- TASK TO CARRY OUT -
The records that follow need to be output exactly as they are.

(Stored data entries)
___
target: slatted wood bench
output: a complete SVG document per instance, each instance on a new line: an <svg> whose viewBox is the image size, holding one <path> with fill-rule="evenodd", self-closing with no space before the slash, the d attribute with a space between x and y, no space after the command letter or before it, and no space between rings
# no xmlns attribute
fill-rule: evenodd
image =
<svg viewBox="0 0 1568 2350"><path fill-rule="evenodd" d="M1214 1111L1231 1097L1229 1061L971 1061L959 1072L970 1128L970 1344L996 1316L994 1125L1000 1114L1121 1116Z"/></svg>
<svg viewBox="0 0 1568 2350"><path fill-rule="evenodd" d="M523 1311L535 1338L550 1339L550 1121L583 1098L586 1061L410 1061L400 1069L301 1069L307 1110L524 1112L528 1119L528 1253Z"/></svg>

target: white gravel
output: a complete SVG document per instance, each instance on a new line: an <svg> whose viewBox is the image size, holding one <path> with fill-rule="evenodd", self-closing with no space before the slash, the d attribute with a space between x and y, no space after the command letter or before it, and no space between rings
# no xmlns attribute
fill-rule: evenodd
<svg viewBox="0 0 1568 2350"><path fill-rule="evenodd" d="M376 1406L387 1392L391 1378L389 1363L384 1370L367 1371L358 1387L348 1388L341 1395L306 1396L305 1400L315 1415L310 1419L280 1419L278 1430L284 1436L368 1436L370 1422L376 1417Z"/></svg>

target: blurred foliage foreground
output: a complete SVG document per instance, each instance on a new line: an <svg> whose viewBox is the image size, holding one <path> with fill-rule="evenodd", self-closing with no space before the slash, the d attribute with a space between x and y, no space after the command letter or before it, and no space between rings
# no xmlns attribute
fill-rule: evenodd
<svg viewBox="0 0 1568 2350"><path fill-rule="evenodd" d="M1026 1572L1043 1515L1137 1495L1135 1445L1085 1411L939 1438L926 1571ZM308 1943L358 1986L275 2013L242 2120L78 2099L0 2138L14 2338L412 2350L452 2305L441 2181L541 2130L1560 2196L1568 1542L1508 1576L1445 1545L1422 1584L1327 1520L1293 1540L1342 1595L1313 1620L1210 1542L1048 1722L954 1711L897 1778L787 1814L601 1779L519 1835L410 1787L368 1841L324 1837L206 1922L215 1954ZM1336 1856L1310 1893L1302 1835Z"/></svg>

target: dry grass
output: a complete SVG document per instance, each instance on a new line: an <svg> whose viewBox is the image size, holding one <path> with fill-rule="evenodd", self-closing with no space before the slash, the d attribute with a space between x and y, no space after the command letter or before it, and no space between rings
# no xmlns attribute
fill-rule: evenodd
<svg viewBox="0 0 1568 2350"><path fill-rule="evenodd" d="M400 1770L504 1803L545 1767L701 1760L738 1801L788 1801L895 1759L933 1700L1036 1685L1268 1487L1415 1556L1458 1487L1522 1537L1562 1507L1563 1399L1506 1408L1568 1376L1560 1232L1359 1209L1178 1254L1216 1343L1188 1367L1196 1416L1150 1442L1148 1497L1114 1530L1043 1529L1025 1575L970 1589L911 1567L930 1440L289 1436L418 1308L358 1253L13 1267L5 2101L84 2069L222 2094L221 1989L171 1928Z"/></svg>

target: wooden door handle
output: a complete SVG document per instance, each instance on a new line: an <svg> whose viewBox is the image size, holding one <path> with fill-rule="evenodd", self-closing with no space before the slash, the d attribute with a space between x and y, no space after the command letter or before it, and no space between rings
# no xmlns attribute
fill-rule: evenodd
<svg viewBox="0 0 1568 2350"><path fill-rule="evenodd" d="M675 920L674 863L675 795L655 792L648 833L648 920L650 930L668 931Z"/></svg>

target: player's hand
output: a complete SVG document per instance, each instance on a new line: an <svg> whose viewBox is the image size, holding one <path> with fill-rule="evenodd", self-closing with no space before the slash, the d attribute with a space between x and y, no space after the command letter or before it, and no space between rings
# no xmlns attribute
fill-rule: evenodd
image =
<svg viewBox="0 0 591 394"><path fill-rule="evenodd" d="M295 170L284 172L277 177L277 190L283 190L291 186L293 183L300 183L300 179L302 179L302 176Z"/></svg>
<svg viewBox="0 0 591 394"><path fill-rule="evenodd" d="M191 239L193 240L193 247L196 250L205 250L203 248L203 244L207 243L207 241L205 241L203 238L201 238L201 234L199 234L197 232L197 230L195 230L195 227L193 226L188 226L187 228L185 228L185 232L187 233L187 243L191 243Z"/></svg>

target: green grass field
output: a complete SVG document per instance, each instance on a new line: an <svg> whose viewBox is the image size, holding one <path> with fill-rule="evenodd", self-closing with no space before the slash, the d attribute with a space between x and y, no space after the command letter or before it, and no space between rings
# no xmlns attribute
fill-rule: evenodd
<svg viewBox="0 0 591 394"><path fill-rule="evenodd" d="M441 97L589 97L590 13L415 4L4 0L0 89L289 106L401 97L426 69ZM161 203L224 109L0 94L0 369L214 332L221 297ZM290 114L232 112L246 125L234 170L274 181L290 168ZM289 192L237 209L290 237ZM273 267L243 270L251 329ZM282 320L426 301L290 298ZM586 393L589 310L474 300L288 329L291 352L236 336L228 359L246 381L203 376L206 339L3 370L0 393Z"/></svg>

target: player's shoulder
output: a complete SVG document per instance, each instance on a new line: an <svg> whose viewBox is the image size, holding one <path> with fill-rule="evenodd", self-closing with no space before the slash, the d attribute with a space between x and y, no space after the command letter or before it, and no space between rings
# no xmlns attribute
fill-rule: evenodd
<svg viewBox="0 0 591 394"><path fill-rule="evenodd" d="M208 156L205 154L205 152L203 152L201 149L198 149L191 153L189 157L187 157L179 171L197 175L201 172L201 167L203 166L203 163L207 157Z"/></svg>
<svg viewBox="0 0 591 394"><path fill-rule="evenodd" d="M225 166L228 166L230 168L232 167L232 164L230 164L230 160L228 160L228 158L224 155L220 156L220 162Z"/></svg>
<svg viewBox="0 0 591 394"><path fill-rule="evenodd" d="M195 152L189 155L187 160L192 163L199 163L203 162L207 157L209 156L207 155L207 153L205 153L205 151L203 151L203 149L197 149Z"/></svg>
___
- WRITTEN REPLY -
target: slatted wood bench
output: a complete SVG document per instance, each instance on a new line: an <svg> whose viewBox is the image size, holding one <path> with fill-rule="evenodd", self-closing with no space before the slash, the d attribute with a space between x and y, no space after the command letter or before it, and no space between rings
# no xmlns attribute
fill-rule: evenodd
image =
<svg viewBox="0 0 1568 2350"><path fill-rule="evenodd" d="M1214 1111L1231 1097L1229 1061L971 1061L959 1072L970 1128L970 1344L996 1316L994 1125L1000 1114L1121 1116Z"/></svg>
<svg viewBox="0 0 1568 2350"><path fill-rule="evenodd" d="M523 1311L535 1338L550 1339L550 1121L583 1098L586 1061L410 1061L400 1069L301 1069L307 1110L524 1112L528 1119L528 1253Z"/></svg>

target: white gravel
output: a complete SVG document per instance, each instance on a new line: an <svg> whose viewBox is the image size, holding one <path> with fill-rule="evenodd", self-closing with no space before the slash, the d attribute with a space between x and y, no space after the command letter or before it, and no space between rings
# no xmlns attribute
fill-rule: evenodd
<svg viewBox="0 0 1568 2350"><path fill-rule="evenodd" d="M376 1406L387 1392L391 1378L389 1363L384 1370L367 1371L358 1387L348 1388L341 1395L306 1396L305 1400L315 1415L310 1419L280 1419L278 1430L284 1436L368 1436L370 1422L376 1417Z"/></svg>

target: blurred foliage foreground
output: a complete SVG document per instance, each instance on a new line: an <svg> whose viewBox is the image size, holding one <path> with fill-rule="evenodd", self-closing with no space before the slash, the d attribute with a space between x and y, no space after the command letter or before it, and no space between rings
# no xmlns attribute
fill-rule: evenodd
<svg viewBox="0 0 1568 2350"><path fill-rule="evenodd" d="M1026 1572L1043 1515L1137 1495L1135 1445L1085 1411L939 1438L926 1571ZM308 1943L358 1986L275 2013L242 2120L78 2099L0 2138L14 2338L412 2350L452 2305L441 2181L541 2130L1560 2196L1568 1542L1508 1576L1445 1545L1422 1584L1327 1520L1293 1540L1342 1595L1313 1620L1210 1542L1048 1722L954 1711L897 1778L787 1814L601 1779L519 1835L410 1787L368 1841L324 1837L206 1922L215 1954ZM1336 1856L1310 1893L1302 1835Z"/></svg>

target: dry grass
output: a complete SVG document per instance, each instance on a new line: an <svg> whose viewBox is the image size, holding one <path> with fill-rule="evenodd", self-closing with no space before the slash, the d attribute with a space between x and y, no space after the command letter or before it, and no space between rings
# no xmlns attribute
fill-rule: evenodd
<svg viewBox="0 0 1568 2350"><path fill-rule="evenodd" d="M400 1770L504 1803L545 1767L701 1760L738 1801L788 1801L895 1759L933 1700L1036 1685L1268 1487L1415 1556L1458 1487L1522 1537L1562 1507L1563 1399L1506 1408L1568 1376L1560 1232L1359 1209L1178 1254L1216 1343L1188 1367L1196 1416L1150 1442L1148 1497L1114 1530L1043 1529L1025 1575L970 1589L911 1567L930 1440L289 1436L418 1308L358 1253L13 1267L5 2101L84 2069L222 2094L221 1989L171 1928Z"/></svg>

target: wooden door handle
output: a complete SVG document per instance, each instance on a new line: an <svg> whose viewBox is the image size, holding one <path> with fill-rule="evenodd", self-closing with no space before the slash, the d attribute with a space between x and y, no space after the command letter or before it, and no space between rings
# no xmlns attribute
fill-rule: evenodd
<svg viewBox="0 0 1568 2350"><path fill-rule="evenodd" d="M675 920L674 863L675 795L655 792L648 833L648 920L650 930L668 931Z"/></svg>

target: player's hand
output: a complete SVG document per instance, each instance on a new line: an <svg> whose viewBox is the image size, holding one <path> with fill-rule="evenodd", self-closing with no space before the slash, the d attribute with a space between x and y, no space after the command letter or before it, and no space between rings
# no xmlns attribute
fill-rule: evenodd
image =
<svg viewBox="0 0 591 394"><path fill-rule="evenodd" d="M295 170L284 172L277 177L277 190L283 190L291 186L293 183L300 183L300 179L302 179L302 176Z"/></svg>
<svg viewBox="0 0 591 394"><path fill-rule="evenodd" d="M191 239L193 240L193 247L196 250L205 250L203 248L203 244L207 243L207 241L205 241L203 238L201 238L201 234L199 234L197 232L197 230L195 230L195 227L193 226L188 226L187 228L185 228L185 232L187 233L187 243L191 243Z"/></svg>

target: green grass field
output: a complete SVG document per instance, each instance on a new line: an <svg> whose viewBox is the image size, holding one <path> with fill-rule="evenodd", self-closing with no space before the slash, the d attribute with a space between x and y, no space after the command letter or before it, and no space between rings
# no xmlns attribute
fill-rule: evenodd
<svg viewBox="0 0 591 394"><path fill-rule="evenodd" d="M441 97L589 97L590 13L415 4L4 0L0 89L289 106L401 97L426 69ZM161 203L224 109L0 94L0 369L214 332L221 297ZM290 114L232 112L246 125L234 170L274 181L290 168ZM289 192L237 209L290 237ZM273 267L243 270L251 329ZM282 320L426 301L290 298ZM586 393L589 310L474 300L288 329L291 352L236 336L228 359L246 381L203 376L206 339L3 370L0 393Z"/></svg>

target: player's shoulder
output: a complete SVG document per instance, each instance on a new line: an <svg> whose viewBox is the image size, holding one <path> with fill-rule="evenodd", self-closing with no space before the slash, the d attribute with a space between x and y, no space after the command letter or before it, and no space between rings
# no xmlns attribute
fill-rule: evenodd
<svg viewBox="0 0 591 394"><path fill-rule="evenodd" d="M208 156L205 154L205 152L203 152L201 149L198 149L191 153L189 157L187 157L179 171L197 175L201 172L201 167L203 166L203 163L207 157Z"/></svg>
<svg viewBox="0 0 591 394"><path fill-rule="evenodd" d="M225 166L228 166L230 168L232 167L232 164L230 164L230 160L228 160L228 158L224 155L220 156L220 162Z"/></svg>
<svg viewBox="0 0 591 394"><path fill-rule="evenodd" d="M195 152L189 155L187 160L192 163L199 163L203 162L207 157L209 156L207 155L207 153L205 153L205 151L203 151L203 149L197 149Z"/></svg>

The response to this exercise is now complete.